_TEXT SEGMENT_
|---|

Gill's commentary on this:


> Every man praying or prophesying,.... This is to be understood of praying and prophesying in public, and not in private; and not to be restrained to the person that is the mouth of the congregation to God in prayer, or who preaches to the people in the name of God; but to be applied to every individual person that attends public worship...
> 
> ..."dishonoureth his head"; meaning either in a figurative, spiritual, and mystical sense, his head Christ, in token of the liberty received from him, and because he is above in heaven, and clear of all sin, the head must be uncovered in public worship; or otherwise the reverse is suggested of him, which is highly to dishonour him, and is the sense many interpreters give into: rather the reason should be, because Christ, the believer's head, appears for him in heaven, opens a way of access for him, gives him audience and acceptance in his person, and through his blood and righteousness; and therefore should appear with open face and head uncovered, as a token of freedom and boldness; otherwise he dishonours his head as if his blood and sacrifice were not effectual, and his intercession not prevalent: but the natural head, taken in a literal sense, is rather meant; and the sense is, that by covering it, it looks as if he was guilty and ashamed, and in subjection; whereas to appear uncovered expresses freedom, boldness, and superiority, like himself, who is the head of the woman; whereas to be covered, as with a woman's veil or hood, is effeminate, unmanly, and dishonourable.



I do not wear headwear, but I cannot imagine myself bowing before the high throne of the Holy God, when all the host of Heaven stops in silence, and I am wearing a ball cap.
On the other hand, to quote Paul Washer, 'there is prayer with your shoes on and prayer with your shoes off'.


----------



## Boosterseat_91 (Jun 11, 2013)

Culturally speaking, I think this is where the practice comes from. For instance, all the males had to remove their graduation caps during the prayer for my high school graduation (and the women did not). But I don't think that's a good interpretation of this verse.

This will likely reflect one's view on head coverings. I believe that women ought to have the hair covered during corporate worship, which is the context of this passage. It's not speaking about all the time. That's why he talks about the Lord's Supper later in the chapter - a sacrament which is only done in the context of public worship. So I would say this verse is not cultural and is saying that men ought not to have their head covered during corporate worship like women do. A woman covers her hair in order to cover her own glory (v. 15) and her husband/father's glory (v. 7) so that only God's glory (man) is uncovered. Verse 7 further expounds upon the verse you posted "For a man indeed ought not to cover his head, forasmuch as he is the image and glory of God: but the woman is the glory of the man."

|---|

_PROBLEMS TO WORK ON_
[1] Reproduce the forum discussion on head coverings in prayer from "I do not wear" up to and including "a ball cap.".
[2] Carry on the forum discussion on head coverings in prayer, starting after its last sentence.

|---|

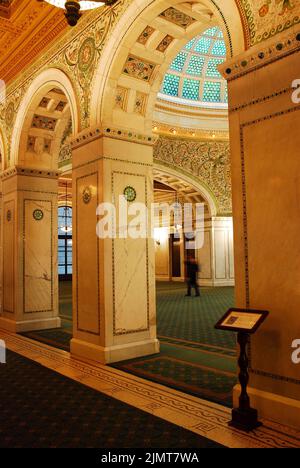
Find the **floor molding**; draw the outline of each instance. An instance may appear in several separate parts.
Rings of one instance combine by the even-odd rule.
[[[0,330],[9,350],[117,400],[230,448],[300,448],[300,431],[263,421],[251,434],[229,428],[230,410],[123,371],[81,362],[66,351]]]

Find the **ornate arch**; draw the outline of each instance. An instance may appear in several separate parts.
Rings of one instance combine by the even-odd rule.
[[[201,0],[191,7],[174,0],[169,8],[163,0],[134,0],[99,60],[91,88],[91,125],[127,127],[129,112],[131,128],[150,131],[157,92],[171,61],[186,42],[215,25],[223,31],[229,57],[245,50],[245,25],[236,0]],[[132,64],[139,71],[132,72]],[[135,96],[126,96],[126,88]],[[120,101],[129,102],[127,111],[122,103],[115,109],[118,92]]]
[[[19,161],[21,135],[28,112],[34,109],[43,96],[53,88],[60,90],[66,96],[70,105],[73,134],[78,133],[80,122],[79,108],[76,94],[70,79],[63,71],[58,68],[49,68],[43,70],[32,81],[21,100],[12,131],[10,157],[11,165],[17,165]]]
[[[187,182],[191,187],[193,187],[197,192],[199,192],[203,199],[206,201],[210,215],[217,216],[218,206],[216,198],[210,190],[210,188],[202,184],[199,179],[197,179],[196,177],[192,177],[185,171],[179,171],[176,167],[166,166],[158,160],[154,161],[153,169],[159,170],[159,172],[161,173],[174,176],[178,179],[182,179],[183,181]]]
[[[7,165],[7,151],[6,151],[6,144],[4,140],[4,133],[2,132],[0,128],[0,155],[1,155],[1,161],[0,161],[0,171],[4,171]]]

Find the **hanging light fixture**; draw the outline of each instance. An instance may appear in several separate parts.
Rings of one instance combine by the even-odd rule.
[[[111,6],[118,0],[37,0],[38,2],[45,1],[50,3],[57,8],[63,8],[66,10],[65,16],[70,26],[76,26],[78,20],[81,17],[80,11],[94,10],[101,6]]]
[[[68,207],[68,182],[66,182],[66,198],[65,198],[65,206],[64,206],[65,216],[64,216],[64,223],[60,226],[60,230],[64,232],[65,234],[69,234],[70,232],[72,232],[72,225],[68,224],[69,209],[70,208]]]

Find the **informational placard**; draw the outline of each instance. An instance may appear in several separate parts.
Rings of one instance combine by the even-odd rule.
[[[219,320],[215,328],[219,330],[255,333],[268,314],[269,312],[266,310],[232,308]]]

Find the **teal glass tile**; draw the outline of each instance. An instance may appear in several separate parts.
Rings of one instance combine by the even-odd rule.
[[[209,39],[208,37],[201,37],[197,41],[194,47],[194,51],[199,52],[200,54],[208,54],[211,44],[212,44],[211,39]]]
[[[200,86],[199,80],[192,80],[189,78],[185,78],[183,80],[182,97],[185,99],[192,99],[194,101],[198,101],[199,86]]]
[[[224,59],[209,59],[207,63],[206,76],[209,78],[222,78],[222,75],[220,74],[217,67],[223,62]]]
[[[179,52],[171,63],[170,70],[181,72],[187,59],[187,53]]]
[[[222,57],[225,57],[226,56],[226,46],[225,46],[225,42],[224,41],[216,41],[213,45],[213,48],[212,48],[212,51],[211,51],[211,54],[212,55],[218,55],[219,57],[222,56]]]
[[[205,81],[203,89],[204,102],[221,101],[221,83],[214,81]]]
[[[200,55],[191,55],[189,64],[186,69],[188,75],[201,76],[205,59]]]

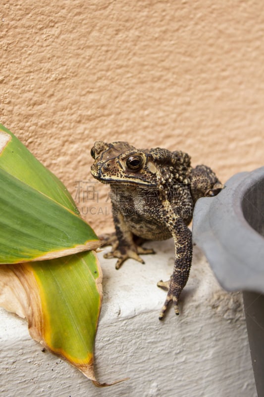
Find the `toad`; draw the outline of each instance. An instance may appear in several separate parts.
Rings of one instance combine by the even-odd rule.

|---|

_EXPECTED RESULTS_
[1]
I do not wear headwear, but I cannot imagine myself bowing before the high throne of the Holy God, when all the host of Heaven stops in silence, and I am wearing a ball cap.

[2]
Here are some excellent sermons defending the use of head coverings by women during corporate worship, if you're interested: Headcoverings in Public Worship, Part 1 - SermonAudio.com


----------



## SinnerSavedByChrist (Jun 11, 2013)

Vladimir said:


> Gill's commentary on this:
> 
> 
> > Every man praying or prophesying,.... This is to be understood of praying and prophesying in public, and not in private; and not to be restrained to the person that is the mouth of the congregation to God in prayer, or who preaches to the people in the name of God; but to be applied to every individual person that attends public worship...
> ...


Good example brother Vladimir. I would also add that, it's not as much brother Washer's quote, as the book of Exodus itself. *"Take your shoes off, for you are on holy ground"*. There is a certain way we ought to approach unto the most Holy. And two priests were smoked when they did not hallow Him (Lev 10). I fail so often in my frivolity and triviality. May God continue to pour out His Holy Spirit upon us, to make war against that corrupt flesh of ours day to day.


----------



## Vladimir (Jun 11, 2013)

SinnerSavedByChrist said:


> Good example brother Vladimir. I would also add that, it's not as much brother Washer's quote, as the book of Exodus itself. "Take your shoes off, for you are on holy ground". There is a certain way we ought to approach unto the most Holy. And two priests were smoked when they did not hallow Him (Lev 10). I fail so often in my frivolity and triviality. May God continue to pour out His Holy Spirit upon us, to make war against that corrupt flesh of ours day to day.


Paul Washer was not alluding to taking shoes off on holy ground, but talked about putting on boots when you embark upon a tedious task. To further quote him, 'Sometimes prayer is hard work'.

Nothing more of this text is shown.